[To be done] Restate exactly the lines below, from the one containing "Task: point out the shoulder epaulette, one" through the final line, and leave out the pictures.

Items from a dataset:
>>>

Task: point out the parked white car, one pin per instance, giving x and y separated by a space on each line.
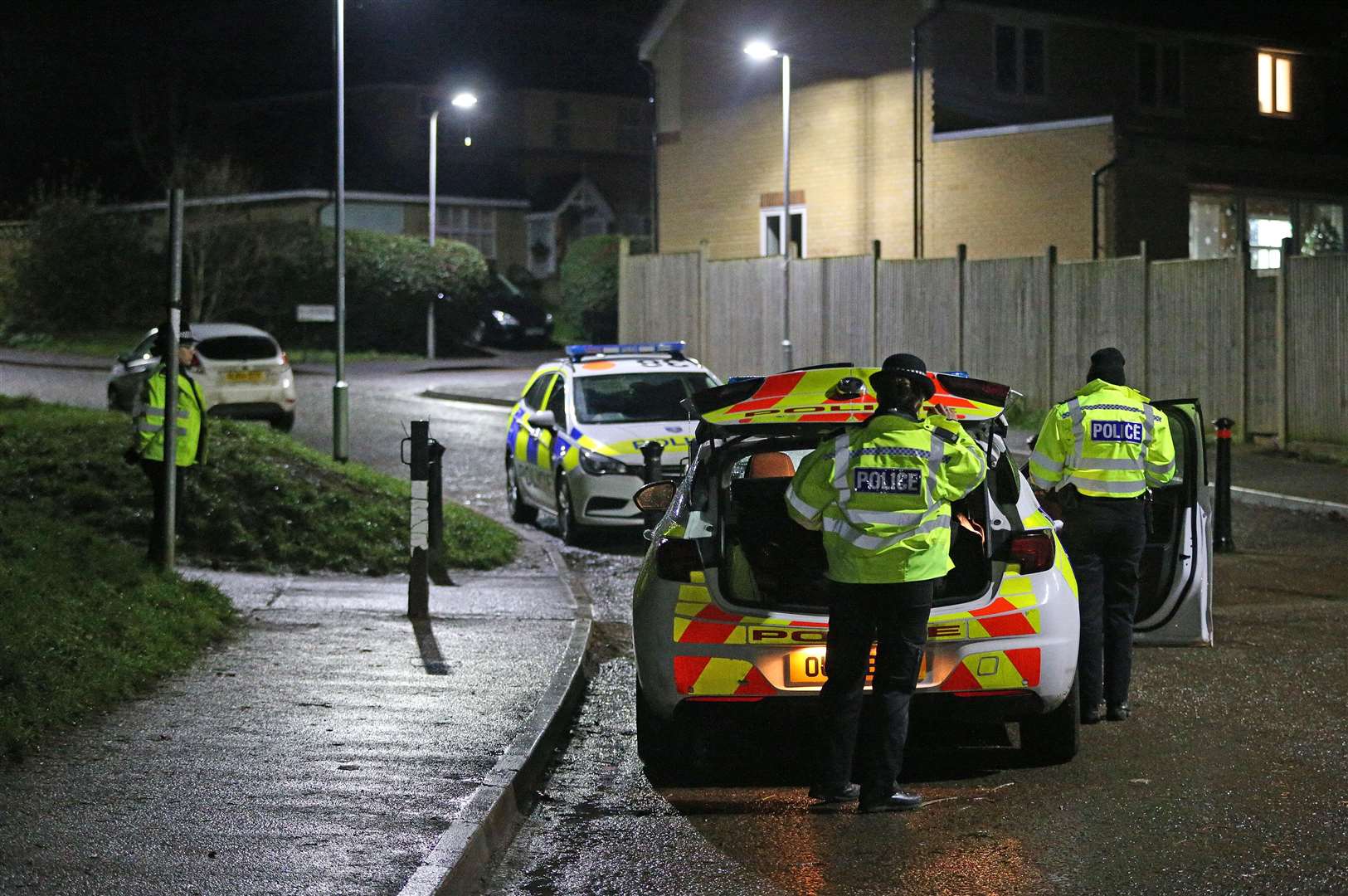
241 373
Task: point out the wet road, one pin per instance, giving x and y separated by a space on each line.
1227 781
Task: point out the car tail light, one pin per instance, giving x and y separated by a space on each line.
1031 552
677 559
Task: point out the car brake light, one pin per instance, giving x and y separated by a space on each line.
677 559
1031 552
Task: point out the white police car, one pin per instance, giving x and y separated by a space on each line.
729 616
575 440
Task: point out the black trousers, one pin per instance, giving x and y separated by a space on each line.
1104 541
895 619
155 473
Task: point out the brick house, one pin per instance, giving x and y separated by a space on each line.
1029 124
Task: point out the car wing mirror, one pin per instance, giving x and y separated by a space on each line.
543 419
654 498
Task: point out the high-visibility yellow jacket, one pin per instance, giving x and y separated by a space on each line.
1107 441
147 419
882 496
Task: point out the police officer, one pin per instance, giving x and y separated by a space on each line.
1100 451
882 494
147 416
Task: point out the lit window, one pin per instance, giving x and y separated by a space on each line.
1274 84
472 226
1268 222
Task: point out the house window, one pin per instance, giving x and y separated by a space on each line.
1020 61
1274 84
770 231
472 226
1214 226
1268 222
1160 80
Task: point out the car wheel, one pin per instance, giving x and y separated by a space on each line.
572 533
519 511
1056 738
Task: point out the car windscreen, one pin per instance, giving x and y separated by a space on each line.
237 348
636 397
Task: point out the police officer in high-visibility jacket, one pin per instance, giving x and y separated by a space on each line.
882 494
147 419
1100 451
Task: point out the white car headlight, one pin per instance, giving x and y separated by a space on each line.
597 464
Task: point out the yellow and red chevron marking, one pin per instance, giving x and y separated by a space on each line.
718 677
802 397
995 671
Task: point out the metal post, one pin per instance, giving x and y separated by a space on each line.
651 470
786 212
1223 542
431 217
340 397
436 509
170 419
418 589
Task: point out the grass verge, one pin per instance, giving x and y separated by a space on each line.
263 503
86 623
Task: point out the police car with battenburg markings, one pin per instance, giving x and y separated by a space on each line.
729 611
573 445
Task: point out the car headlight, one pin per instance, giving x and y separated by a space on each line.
597 464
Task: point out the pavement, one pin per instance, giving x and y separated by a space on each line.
333 747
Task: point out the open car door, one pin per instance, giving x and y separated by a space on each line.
1175 602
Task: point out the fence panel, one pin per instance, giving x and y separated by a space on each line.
1263 324
1197 334
1317 358
658 298
1095 304
743 308
1006 325
918 311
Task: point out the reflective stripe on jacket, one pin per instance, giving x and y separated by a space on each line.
882 496
147 418
1107 441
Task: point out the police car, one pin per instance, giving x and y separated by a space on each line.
575 441
729 606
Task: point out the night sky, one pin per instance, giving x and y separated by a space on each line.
75 75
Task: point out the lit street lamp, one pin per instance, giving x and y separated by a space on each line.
761 51
463 100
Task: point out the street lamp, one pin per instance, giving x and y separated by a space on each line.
762 51
463 100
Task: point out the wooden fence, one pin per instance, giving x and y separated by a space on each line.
1265 348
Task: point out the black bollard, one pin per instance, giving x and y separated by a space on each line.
1223 542
418 589
651 453
436 509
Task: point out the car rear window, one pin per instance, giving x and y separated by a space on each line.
237 348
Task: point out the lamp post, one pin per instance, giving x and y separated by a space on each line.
761 51
340 397
463 100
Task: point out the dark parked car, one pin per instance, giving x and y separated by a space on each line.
506 317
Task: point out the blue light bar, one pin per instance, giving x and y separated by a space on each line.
577 352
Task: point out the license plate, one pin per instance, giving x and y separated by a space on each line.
805 669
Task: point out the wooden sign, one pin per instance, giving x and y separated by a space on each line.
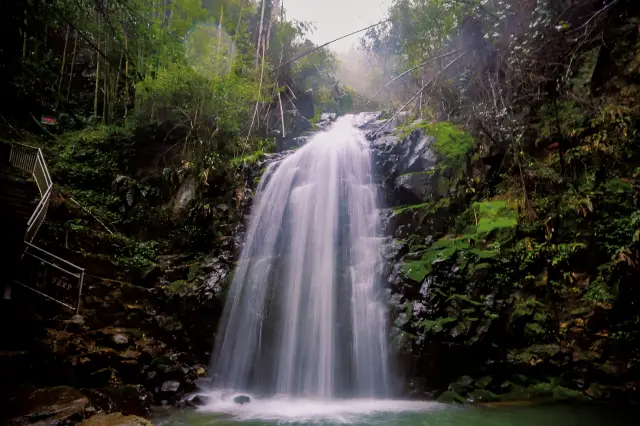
48 120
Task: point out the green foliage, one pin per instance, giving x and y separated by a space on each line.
437 325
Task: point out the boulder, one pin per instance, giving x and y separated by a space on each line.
50 406
120 339
242 399
413 188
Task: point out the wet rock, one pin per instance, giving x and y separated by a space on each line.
50 406
242 399
199 400
170 386
129 399
450 397
185 195
115 419
483 395
413 187
120 339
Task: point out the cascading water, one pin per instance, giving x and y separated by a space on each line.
302 316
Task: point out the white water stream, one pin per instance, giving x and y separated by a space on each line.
303 317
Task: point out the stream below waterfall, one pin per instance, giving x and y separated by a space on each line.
399 413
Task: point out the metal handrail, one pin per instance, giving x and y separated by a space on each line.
31 160
54 261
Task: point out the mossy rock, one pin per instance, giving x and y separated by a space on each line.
450 397
483 382
483 395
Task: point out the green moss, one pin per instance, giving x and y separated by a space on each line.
179 287
247 159
437 325
403 209
450 397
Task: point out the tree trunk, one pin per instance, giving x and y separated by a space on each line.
64 62
73 63
260 33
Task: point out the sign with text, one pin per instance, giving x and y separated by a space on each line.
48 120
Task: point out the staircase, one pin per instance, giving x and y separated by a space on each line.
25 192
18 199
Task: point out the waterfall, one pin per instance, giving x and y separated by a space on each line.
303 316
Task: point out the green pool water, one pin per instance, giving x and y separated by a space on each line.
400 413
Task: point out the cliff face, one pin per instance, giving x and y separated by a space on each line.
496 294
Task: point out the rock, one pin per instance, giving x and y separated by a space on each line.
242 399
414 187
129 399
185 195
199 400
450 397
115 419
120 339
415 153
50 406
77 319
170 386
483 395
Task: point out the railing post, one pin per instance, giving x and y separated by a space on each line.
80 291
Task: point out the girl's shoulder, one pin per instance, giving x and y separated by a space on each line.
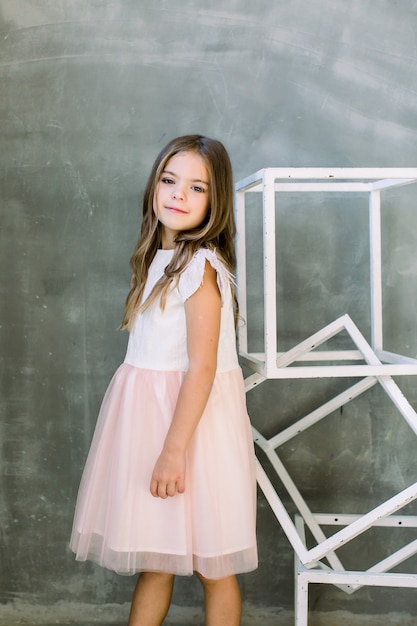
193 275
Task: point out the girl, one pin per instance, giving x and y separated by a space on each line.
169 484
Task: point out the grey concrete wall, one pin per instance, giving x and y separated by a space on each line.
89 92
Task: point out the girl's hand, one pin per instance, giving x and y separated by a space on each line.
168 475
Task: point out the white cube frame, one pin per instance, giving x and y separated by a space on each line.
377 366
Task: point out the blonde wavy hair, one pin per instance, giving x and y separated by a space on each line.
217 231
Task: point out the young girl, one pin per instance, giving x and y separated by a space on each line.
169 484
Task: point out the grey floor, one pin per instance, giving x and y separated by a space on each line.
117 616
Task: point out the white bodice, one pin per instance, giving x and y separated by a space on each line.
158 339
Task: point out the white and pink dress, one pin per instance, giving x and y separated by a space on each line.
210 528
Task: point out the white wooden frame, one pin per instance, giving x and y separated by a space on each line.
269 181
377 367
378 575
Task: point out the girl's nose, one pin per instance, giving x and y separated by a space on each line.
177 193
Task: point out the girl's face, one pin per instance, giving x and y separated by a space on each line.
182 194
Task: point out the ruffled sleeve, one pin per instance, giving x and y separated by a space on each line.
193 275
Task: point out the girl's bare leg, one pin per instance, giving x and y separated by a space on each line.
223 603
151 599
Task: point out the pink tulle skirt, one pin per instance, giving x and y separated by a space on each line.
211 527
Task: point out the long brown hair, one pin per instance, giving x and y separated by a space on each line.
217 231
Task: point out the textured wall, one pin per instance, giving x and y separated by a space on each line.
89 92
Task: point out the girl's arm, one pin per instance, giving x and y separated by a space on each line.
202 312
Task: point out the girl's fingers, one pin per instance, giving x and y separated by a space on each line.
163 490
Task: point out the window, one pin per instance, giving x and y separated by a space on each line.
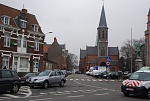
6 74
103 35
102 51
25 42
35 28
19 40
5 62
5 20
7 40
36 45
36 65
23 24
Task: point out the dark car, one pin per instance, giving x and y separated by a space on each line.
9 81
26 76
111 75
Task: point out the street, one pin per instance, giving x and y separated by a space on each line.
78 87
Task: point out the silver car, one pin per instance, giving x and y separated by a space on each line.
47 78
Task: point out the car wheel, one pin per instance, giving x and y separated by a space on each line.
61 83
15 88
126 94
45 84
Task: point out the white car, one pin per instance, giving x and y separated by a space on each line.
47 78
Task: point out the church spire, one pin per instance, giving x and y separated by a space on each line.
102 22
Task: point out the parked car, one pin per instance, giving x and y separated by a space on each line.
138 84
9 81
111 75
26 76
89 72
47 78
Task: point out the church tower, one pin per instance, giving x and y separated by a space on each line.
102 35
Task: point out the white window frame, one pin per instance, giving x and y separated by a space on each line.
7 39
36 45
5 62
5 20
23 23
25 42
35 28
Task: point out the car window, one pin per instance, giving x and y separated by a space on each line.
58 73
6 74
45 73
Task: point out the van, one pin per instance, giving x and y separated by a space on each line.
97 70
138 84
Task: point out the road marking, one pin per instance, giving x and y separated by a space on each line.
74 96
40 99
62 94
102 94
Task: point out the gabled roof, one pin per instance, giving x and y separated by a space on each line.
102 22
14 13
82 53
113 51
91 50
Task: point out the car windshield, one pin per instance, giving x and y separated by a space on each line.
45 73
142 76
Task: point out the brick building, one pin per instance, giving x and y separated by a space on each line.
96 55
21 39
55 55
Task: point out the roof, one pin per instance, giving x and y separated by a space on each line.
14 13
113 51
102 22
82 53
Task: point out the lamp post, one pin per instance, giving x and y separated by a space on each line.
131 50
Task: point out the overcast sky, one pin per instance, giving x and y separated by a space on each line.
75 22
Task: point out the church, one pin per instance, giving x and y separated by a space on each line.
100 54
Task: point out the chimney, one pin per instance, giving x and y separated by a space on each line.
55 40
24 11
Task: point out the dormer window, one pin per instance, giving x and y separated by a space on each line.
35 28
5 20
23 23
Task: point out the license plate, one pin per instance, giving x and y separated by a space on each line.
130 89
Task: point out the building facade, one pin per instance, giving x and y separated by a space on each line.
21 39
55 56
147 41
96 55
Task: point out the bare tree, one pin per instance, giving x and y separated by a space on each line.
72 61
129 51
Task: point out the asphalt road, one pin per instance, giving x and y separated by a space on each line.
78 87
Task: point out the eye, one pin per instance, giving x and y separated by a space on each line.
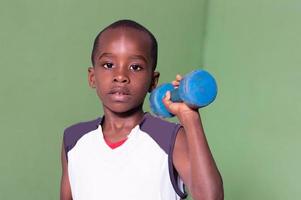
108 65
136 67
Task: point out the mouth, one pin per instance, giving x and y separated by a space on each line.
120 91
119 94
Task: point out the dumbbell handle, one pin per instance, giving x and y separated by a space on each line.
174 95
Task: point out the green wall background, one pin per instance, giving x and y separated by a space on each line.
251 47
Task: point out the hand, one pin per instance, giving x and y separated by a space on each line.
180 109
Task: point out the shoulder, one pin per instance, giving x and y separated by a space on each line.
74 132
162 131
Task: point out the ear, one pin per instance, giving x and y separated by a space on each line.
155 80
91 77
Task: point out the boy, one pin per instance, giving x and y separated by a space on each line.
128 154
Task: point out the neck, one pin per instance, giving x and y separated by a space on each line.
121 123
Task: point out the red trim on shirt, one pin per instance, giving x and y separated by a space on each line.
114 145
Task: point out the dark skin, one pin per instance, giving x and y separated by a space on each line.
122 76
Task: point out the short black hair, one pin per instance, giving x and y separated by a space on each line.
126 23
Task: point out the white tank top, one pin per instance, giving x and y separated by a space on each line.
139 169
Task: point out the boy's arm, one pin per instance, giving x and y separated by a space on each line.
192 157
65 191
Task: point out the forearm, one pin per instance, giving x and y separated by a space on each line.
204 178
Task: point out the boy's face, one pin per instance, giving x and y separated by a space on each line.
123 72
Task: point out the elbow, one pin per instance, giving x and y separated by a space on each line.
211 193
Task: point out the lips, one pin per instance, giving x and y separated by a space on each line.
120 91
119 94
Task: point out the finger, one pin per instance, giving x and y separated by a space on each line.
166 99
178 77
175 83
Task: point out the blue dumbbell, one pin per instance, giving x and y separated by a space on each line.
197 89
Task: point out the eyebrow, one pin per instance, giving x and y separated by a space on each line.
105 54
139 57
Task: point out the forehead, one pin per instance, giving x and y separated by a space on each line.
131 39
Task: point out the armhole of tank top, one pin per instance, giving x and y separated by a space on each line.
174 176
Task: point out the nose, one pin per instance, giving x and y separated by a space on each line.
121 77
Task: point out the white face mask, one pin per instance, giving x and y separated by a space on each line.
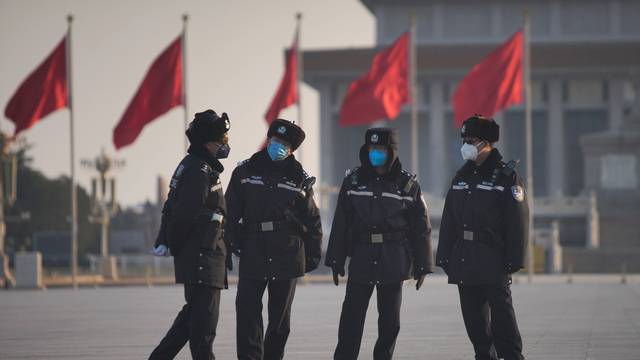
469 152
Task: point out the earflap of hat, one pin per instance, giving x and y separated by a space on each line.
481 127
381 136
287 131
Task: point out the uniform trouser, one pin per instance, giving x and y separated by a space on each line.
491 322
354 312
196 323
251 344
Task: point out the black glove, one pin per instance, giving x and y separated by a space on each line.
311 264
510 269
229 260
235 249
337 270
418 276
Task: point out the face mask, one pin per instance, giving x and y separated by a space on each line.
469 152
377 157
277 151
223 151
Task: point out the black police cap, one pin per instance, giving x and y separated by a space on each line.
287 131
207 126
480 127
381 136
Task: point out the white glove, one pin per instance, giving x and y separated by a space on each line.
161 250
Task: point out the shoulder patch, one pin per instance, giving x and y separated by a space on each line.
205 168
518 193
409 182
179 170
351 171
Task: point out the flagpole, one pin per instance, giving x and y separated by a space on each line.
74 203
529 142
185 19
413 72
299 77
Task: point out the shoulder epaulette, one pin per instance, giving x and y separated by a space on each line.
409 182
509 167
353 173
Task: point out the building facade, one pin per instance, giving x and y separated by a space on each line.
585 56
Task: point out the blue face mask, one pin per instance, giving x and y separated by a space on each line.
377 157
277 151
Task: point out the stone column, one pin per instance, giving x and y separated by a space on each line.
616 99
556 139
437 144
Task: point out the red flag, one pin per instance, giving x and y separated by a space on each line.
42 92
287 93
493 84
160 91
380 93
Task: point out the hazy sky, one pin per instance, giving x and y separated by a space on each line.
235 61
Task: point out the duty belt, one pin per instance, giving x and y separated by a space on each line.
379 238
482 236
267 226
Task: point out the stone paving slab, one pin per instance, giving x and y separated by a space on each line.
590 320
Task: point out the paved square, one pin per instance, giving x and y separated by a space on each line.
583 320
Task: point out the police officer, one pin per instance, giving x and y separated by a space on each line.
381 223
274 227
482 240
191 232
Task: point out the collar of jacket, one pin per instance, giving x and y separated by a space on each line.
368 172
261 163
486 168
202 153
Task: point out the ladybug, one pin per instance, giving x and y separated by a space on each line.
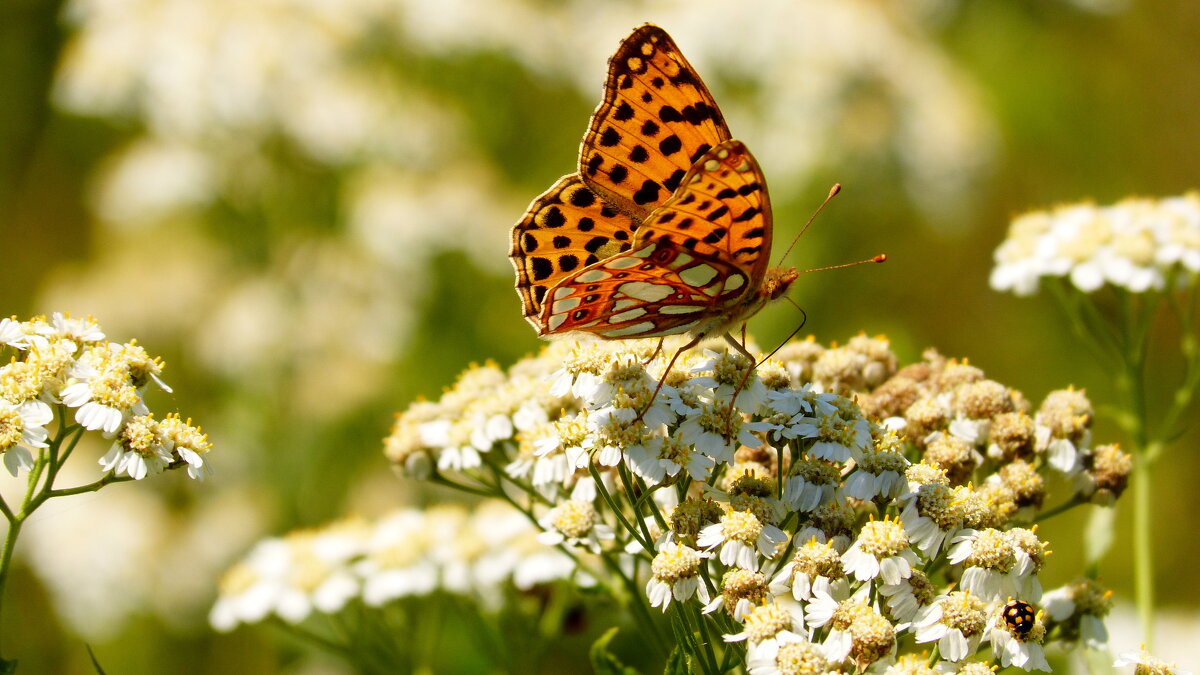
1019 616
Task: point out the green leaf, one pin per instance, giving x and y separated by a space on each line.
677 663
604 662
1098 536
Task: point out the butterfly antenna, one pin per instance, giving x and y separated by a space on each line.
804 320
833 192
879 258
755 364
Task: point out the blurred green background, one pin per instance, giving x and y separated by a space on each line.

<<<

[The completed task]
Task: point out the shoulder epaulette, one pin per instance, giving x and y separated by a space on each line.
409 182
509 167
353 173
Task: point out the building facade, one pin per instance, giving x and y separated by a space on each line.
585 56
Task: point out the blue face mask, one pin per instance, giving x and y separated by a space on each line.
377 157
277 151
Task: point out the stone column, one pin per instance, giving x and y separated by a space on each line.
616 99
556 139
437 144
Task: point out the red flag, one pin per instance, giving x and y separated by a space on each line.
42 92
287 93
493 84
160 91
380 93
Task: point out the hazy sky, one pin per instance, giving x and y separated by a space on each line.
235 61
Task: point out the duty belt, one pin per instance, giving x and y separated by a space on each line.
379 238
482 236
267 226
Task: point out the stone paving slab, one pin per instance, giving x and y separated by a space on each line.
590 320
Task: point out the paved square, one pin per instance, giving x and y separated by a space on each line.
583 320
Task: point out the police officer, one pin per instance, giving x and y separated by a space on each line.
381 223
274 227
482 240
191 232
Task: point out the collar of jacket, one pin per instance, giving x and y separated by a space on each line.
368 172
261 163
486 168
202 153
Task: point out the ladybug, one pin per instance, giving x and y separated by a space on each line.
1019 616
Task: point out the green leaf, one pin per instance, giving x and y separated by a space on each line.
677 663
604 662
1098 536
Task: point out the butterfly antenna, one pin per instance, giving x and y separated by a space on each line.
804 320
833 192
879 258
755 364
Task: point out the blurred green background, one pin per instance, giving x and y separated by a space on each line.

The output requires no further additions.